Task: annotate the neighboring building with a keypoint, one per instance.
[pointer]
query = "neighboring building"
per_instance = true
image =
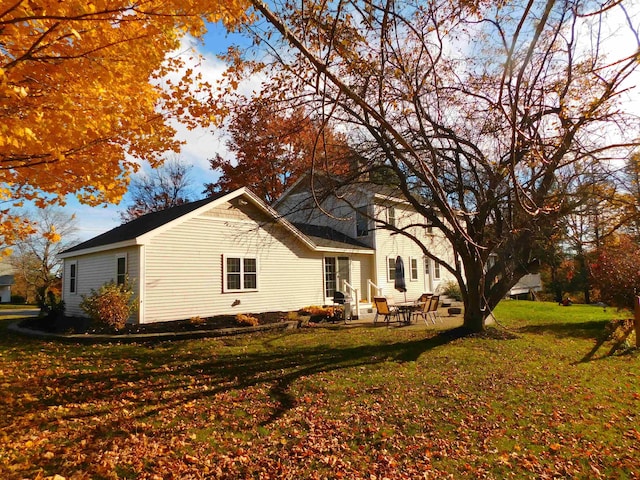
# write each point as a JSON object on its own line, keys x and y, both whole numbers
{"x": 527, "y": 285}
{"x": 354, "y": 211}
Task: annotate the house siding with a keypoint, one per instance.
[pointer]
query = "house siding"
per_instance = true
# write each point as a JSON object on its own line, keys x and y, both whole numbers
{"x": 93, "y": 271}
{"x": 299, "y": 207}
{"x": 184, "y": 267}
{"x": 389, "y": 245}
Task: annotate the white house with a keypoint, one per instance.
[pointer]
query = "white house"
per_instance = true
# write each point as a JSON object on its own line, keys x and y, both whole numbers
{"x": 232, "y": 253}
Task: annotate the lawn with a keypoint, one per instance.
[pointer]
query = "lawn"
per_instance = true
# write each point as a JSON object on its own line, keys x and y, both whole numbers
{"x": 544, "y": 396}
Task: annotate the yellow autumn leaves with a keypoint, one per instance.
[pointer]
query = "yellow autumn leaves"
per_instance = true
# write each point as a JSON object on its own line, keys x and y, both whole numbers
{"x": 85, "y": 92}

※

Exercise: Write the listing out exactly, apart from its pictures.

Output for this exercise:
Task: annotate the neighboring building with a keypoint, one per instance.
[pointer]
query = "neighboring building"
per_instance = true
image =
# write each point as a JSON object on its own line, keys x and y, both whole numbers
{"x": 527, "y": 285}
{"x": 354, "y": 211}
Task: annotate the house siding with a keypoint, one per instance.
[pointer]
query = "house siding"
per_instance = true
# write each point as a JSON object on its own line, keys x and y, both whole numbers
{"x": 93, "y": 271}
{"x": 299, "y": 207}
{"x": 184, "y": 267}
{"x": 389, "y": 245}
Task: annotate the white house with a keypoint, one per instance.
[pointer]
query = "white house"
per_instance = true
# write each point as a JSON object on its own line, keys x and y, both whole numbers
{"x": 232, "y": 253}
Task: annotate the lawn with a keypoint, one per instance.
[pointer]
query = "lawn"
per_instance = true
# write each point as a JSON object on its own line, keys x and y, both whole numbers
{"x": 544, "y": 396}
Task: annotate the yellow autumn leaves with a keypoint, one per instance.
[pointer]
query = "yellow autumn leaves"
per_instance = true
# write each point as a JSON object on its own line, keys x and y, both whole numbers
{"x": 85, "y": 92}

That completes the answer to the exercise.